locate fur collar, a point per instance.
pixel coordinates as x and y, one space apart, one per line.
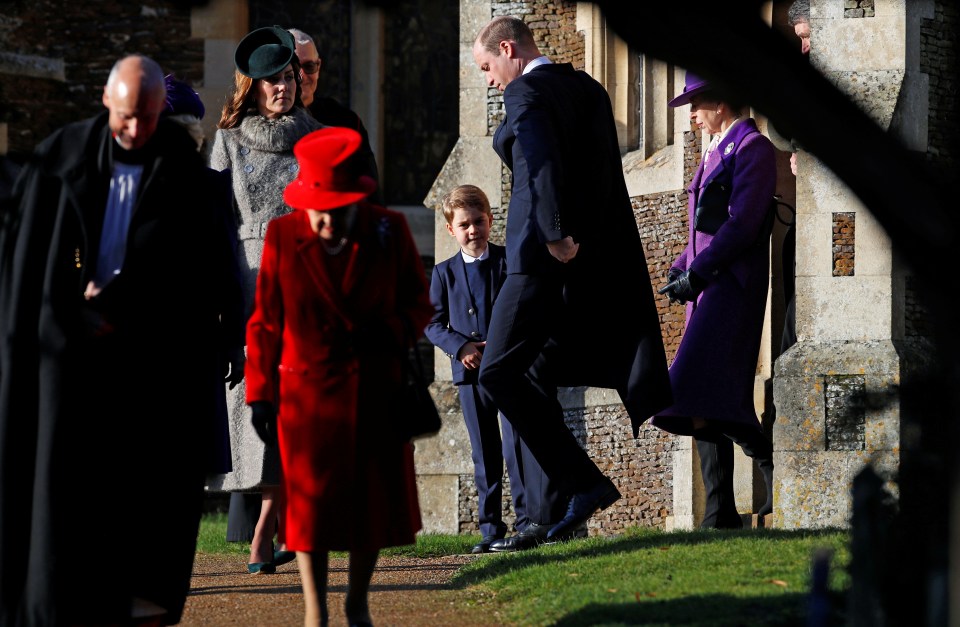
277 135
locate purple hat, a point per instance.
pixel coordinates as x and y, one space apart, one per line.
181 98
695 85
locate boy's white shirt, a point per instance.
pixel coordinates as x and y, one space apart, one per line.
470 259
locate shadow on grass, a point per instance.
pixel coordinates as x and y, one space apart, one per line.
487 568
787 610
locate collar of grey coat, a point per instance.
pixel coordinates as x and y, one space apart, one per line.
278 134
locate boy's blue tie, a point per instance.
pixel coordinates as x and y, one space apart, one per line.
479 280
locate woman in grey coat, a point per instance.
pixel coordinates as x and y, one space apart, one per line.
256 133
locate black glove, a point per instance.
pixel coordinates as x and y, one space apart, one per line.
264 421
685 287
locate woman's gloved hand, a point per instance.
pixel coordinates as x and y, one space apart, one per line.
684 286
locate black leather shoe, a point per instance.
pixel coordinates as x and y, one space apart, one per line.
484 545
533 535
582 506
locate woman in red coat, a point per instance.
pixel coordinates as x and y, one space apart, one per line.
338 279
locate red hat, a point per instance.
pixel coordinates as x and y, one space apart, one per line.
324 181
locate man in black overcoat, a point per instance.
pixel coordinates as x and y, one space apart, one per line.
577 306
111 259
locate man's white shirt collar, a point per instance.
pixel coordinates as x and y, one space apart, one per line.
468 259
542 60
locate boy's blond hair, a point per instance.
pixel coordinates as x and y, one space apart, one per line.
465 197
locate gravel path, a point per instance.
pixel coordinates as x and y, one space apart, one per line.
405 591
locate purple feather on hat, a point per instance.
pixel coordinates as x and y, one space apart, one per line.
182 99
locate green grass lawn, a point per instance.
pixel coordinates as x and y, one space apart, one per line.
643 577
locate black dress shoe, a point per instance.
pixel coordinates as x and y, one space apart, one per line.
533 535
582 506
484 545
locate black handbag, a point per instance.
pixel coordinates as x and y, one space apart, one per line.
712 207
417 415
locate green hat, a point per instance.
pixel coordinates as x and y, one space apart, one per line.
265 52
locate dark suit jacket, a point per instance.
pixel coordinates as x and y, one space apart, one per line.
454 322
559 139
130 399
329 112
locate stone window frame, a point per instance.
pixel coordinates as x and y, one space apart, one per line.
639 85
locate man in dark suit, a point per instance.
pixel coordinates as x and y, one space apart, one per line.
572 244
112 263
462 291
330 112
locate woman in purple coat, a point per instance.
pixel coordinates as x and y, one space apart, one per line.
722 275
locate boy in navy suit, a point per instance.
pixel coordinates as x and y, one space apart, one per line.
462 291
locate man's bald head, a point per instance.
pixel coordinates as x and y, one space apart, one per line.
135 95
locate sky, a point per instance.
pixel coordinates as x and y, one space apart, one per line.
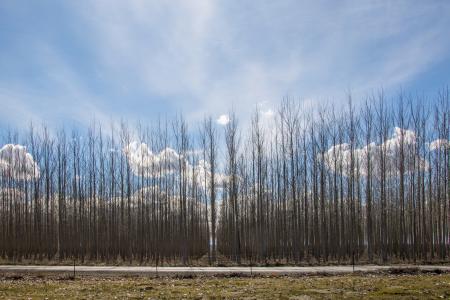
70 62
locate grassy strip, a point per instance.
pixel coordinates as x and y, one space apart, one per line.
349 286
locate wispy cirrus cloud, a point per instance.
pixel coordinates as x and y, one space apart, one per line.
69 62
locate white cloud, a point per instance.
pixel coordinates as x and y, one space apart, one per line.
17 163
223 120
340 155
439 144
144 162
268 113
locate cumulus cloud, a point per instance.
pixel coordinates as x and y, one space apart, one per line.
144 162
340 155
439 144
223 120
17 163
203 175
268 113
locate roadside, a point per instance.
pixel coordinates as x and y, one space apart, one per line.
356 286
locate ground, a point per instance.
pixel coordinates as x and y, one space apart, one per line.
353 286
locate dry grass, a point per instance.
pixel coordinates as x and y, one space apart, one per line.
390 286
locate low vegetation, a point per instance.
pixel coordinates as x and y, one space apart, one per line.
357 286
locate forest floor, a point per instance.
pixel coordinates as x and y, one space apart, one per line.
417 285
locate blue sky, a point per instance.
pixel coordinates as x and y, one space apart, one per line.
67 62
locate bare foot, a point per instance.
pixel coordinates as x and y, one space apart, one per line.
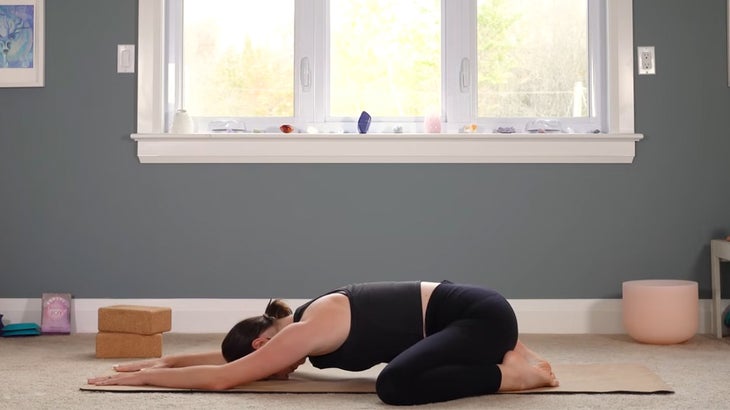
519 374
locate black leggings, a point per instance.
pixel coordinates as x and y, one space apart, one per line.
468 331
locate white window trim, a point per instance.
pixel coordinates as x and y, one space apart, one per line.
156 146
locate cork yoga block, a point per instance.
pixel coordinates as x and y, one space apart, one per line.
128 345
141 320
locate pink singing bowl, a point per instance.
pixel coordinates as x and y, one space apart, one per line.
661 311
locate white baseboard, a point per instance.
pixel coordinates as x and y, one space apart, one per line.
562 316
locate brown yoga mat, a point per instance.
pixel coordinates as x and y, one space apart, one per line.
574 378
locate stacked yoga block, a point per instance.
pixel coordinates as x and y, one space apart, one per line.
127 331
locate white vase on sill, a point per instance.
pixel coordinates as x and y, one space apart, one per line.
182 123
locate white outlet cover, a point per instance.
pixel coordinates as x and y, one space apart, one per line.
125 58
646 60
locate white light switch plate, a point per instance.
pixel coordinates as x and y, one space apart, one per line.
646 60
125 58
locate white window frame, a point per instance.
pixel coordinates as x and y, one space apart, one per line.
617 145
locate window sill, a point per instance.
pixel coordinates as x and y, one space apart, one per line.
386 148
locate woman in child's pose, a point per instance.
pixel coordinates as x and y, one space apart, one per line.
442 341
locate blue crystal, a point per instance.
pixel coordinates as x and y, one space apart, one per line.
363 124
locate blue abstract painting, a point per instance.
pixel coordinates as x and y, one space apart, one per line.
16 36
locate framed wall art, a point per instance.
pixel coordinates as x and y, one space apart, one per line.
21 43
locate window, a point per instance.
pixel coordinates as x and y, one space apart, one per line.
318 63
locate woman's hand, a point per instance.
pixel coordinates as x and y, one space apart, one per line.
125 379
159 363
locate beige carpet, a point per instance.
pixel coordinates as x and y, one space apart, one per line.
46 372
574 378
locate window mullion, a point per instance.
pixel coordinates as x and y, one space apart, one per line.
459 61
305 64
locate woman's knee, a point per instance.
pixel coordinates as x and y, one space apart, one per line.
394 388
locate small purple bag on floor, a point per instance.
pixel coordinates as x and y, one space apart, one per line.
56 316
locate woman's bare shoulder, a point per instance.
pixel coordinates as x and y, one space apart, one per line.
329 317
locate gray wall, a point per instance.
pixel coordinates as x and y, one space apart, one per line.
78 213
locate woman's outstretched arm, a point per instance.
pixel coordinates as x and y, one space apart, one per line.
286 348
182 360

Task prompt -> Please return all of the records above word for word, leaving out the pictures.

Written reply ->
locate fur collar, a point per instance.
pixel coordinates as x and y, one space apart, one per line.
277 135
locate purple hat, a point per instance.
pixel coordinates as x and y, one space apart, one per line.
181 98
695 85
locate boy's white shirt, a point per instance.
pixel coordinates as x and y, one space apart, one per line.
470 259
locate shadow on grass, a point per instance.
pixel coordinates as x and y, one space apart, one per line.
487 568
787 610
locate collar of grey coat, a point per instance.
pixel coordinates as x and y, one space apart, one per line.
278 134
locate boy's blue tie, a point per instance.
pixel coordinates as x and y, one space apart, one per line.
479 280
locate woman in grey coat, a point per instance.
pixel coordinates as x and y, one space apart, one per line.
256 133
locate black glove, a point per instance.
pixel coordinates as x and y, one space apart, one per line.
264 421
685 287
locate woman's gloved hand, a point per instance.
pixel coordinates as x and y, one space apart, one per line.
684 286
locate black leather shoe, a point per instance.
pixel coordinates as x and y, one space apart, one per line.
484 545
533 535
582 506
locate woman in red coat, a point per instance.
pixel coordinates as x and y, one space apart, one per line.
338 279
locate red hat, a point per instance.
pixel coordinates as x and y, one space apart, one per line.
324 181
locate man in black overcoat, a point per instance.
pixel coordinates as x and y, one space apart, one per line.
577 306
111 259
locate man's white shirt collar, a point per instance.
pixel coordinates as x and y, one space apart, one per line.
468 259
542 60
locate boy's blond hair, a point per instance.
pixel coordinates as x and y, one space apart, one per line.
465 197
locate gravel path, a point per instance.
pixel coordinates as x and y, one space apart, one per line.
405 591
locate purple feather on hat, a point per instance.
pixel coordinates as x and y, one space apart, one per line.
182 99
locate green grass lawn, a point per instance.
pixel coordinates as x and y, one space apart, one per line.
643 577
locate black dress shoe, a point per instance.
pixel coordinates as x and y, one space apart, one per line.
533 535
582 506
484 545
locate black handbag, a point per instance.
pixel coordinates as x and y, one space apart, one per line.
712 207
417 415
locate green hat, a point per instance.
pixel coordinates as x and y, one space apart, one per line.
265 52
locate dark suit jacket, a point per instance.
pixel coordinates as x and y, one space apart, one per line.
454 322
559 139
130 399
329 112
locate stone window frame, a point per instance.
pixel coordinates as x and y, one space apart, one per line.
639 85
locate man in dark suit, a point per instance.
pixel coordinates as x and y, one space apart, one per line.
572 244
112 263
462 291
330 112
locate woman in purple coat, a point per instance.
pixel coordinates as x and y, one space apart, one per line.
722 275
locate boy in navy suit, a point per instance.
pixel coordinates as x and y, one space apart, one per line.
462 291
locate man's bald head, a point per instance.
pixel coordinates as x and y, one space apart, one per line.
135 95
locate sky, a point per instance.
pixel coordinates as x and y, one space apart, one per line.
70 62
locate grassy strip, a point per instance.
pixel coordinates as x and y, one space apart, one per line.
349 286
locate wispy cirrus cloud, a point per instance.
pixel coordinates as x and y, one space apart, one per line.
69 62
locate white cloud, a point per instance.
pixel coordinates as x and y, one space apart, one per line.
17 163
223 120
340 155
439 144
144 162
268 113
locate cumulus cloud, a point per instance.
pixel coordinates as x and y, one space apart, one per line.
144 162
340 155
439 144
223 120
17 163
203 175
268 113
locate roadside, a point per instance.
pixel coordinates as x and y, one space apart, one per line.
356 286
locate ground, a point per instance.
pixel coordinates as x and y, one space apart, one per line.
353 286
locate dry grass, a point per instance.
pixel coordinates as x and y, one space apart, one per line.
390 286
locate low vegetation, a point per instance.
pixel coordinates as x and y, one space apart, one per line.
357 286
locate forest floor, a point per instance.
pixel coordinates as x and y, one space apart, one per line.
417 285
locate blue sky, a point per instance.
pixel coordinates as x and y, one space apart, one per line.
67 62
locate bare foot, a point per instance.
pixel coordinates as x and y, one space apart, one per line.
519 374
locate black leggings, a point per instance.
pixel coordinates as x and y, one space apart, one per line.
468 331
locate white window trim, a point per instance.
pixel coordinates as x and y, one space apart, one per line.
156 146
locate cork yoga block, a point per instance.
pixel coordinates as x and y, one space apart, one per line.
128 345
141 320
locate pink singing bowl, a point per instance.
pixel coordinates as x and y, one space apart, one per line.
661 311
locate white baseboard, a point per instance.
pixel coordinates as x and y, one space apart, one per line.
562 316
locate brown yoga mat, a point per instance.
pixel coordinates as x and y, one space apart, one per line.
574 378
locate stacked yoga block, a point per instance.
pixel coordinates as x and y, one space apart, one per line.
127 331
locate white vase on sill, a point per instance.
pixel coordinates as x and y, one space apart, one per line.
182 123
locate white outlet cover, a point per instance.
pixel coordinates as x and y, one space apart, one per line.
125 58
646 60
locate white light switch plate, a point per instance.
pixel coordinates as x and y, one space apart, one per line.
646 60
125 58
locate white window frame, a point per instance.
pixel coordinates as x and y, one space apart, one per line.
617 145
locate window sill, a point per instance.
pixel coordinates as x and y, one space apart, one per line.
386 148
locate woman in child's pose, a point per instance.
pixel coordinates as x and y, one space apart, one per line.
442 341
locate blue crystal, a point per instance.
pixel coordinates as x and y, one space apart, one per line.
363 124
locate blue abstract painting, a point per instance.
pixel coordinates as x and y, one space apart, one per line.
16 36
locate framed wall art, a point per instance.
pixel coordinates as x and y, one space apart, one per line.
21 43
locate window, a point per instance.
pixel coordinates as x and y, one space apart, one per line.
318 63
locate woman's hand, a point per instance.
pixel coordinates as x and y, one space apart, one per line.
125 379
159 363
locate beige carpet, a point per instance.
pixel coordinates as x and y, one space apart, one per line.
46 372
574 378
locate window mullion, a point per instance.
pixel coordinates as x and y, one space apart, one per line.
459 61
305 64
locate woman's knee, a point per instance.
pixel coordinates as x and y, one space apart, one per line.
394 388
locate small purple bag on floor, a point per instance.
pixel coordinates as x and y, one space apart, one per line.
56 316
locate woman's bare shoulder, a point per instance.
pixel coordinates as x and y, one space apart, one per line.
329 317
locate gray wall, a point per instance.
pixel coordinates as x and y, one space apart, one per line.
78 213
locate woman's outstretched arm, a point per instance.
pixel coordinates as x and y, one space apart, one per line.
286 348
182 360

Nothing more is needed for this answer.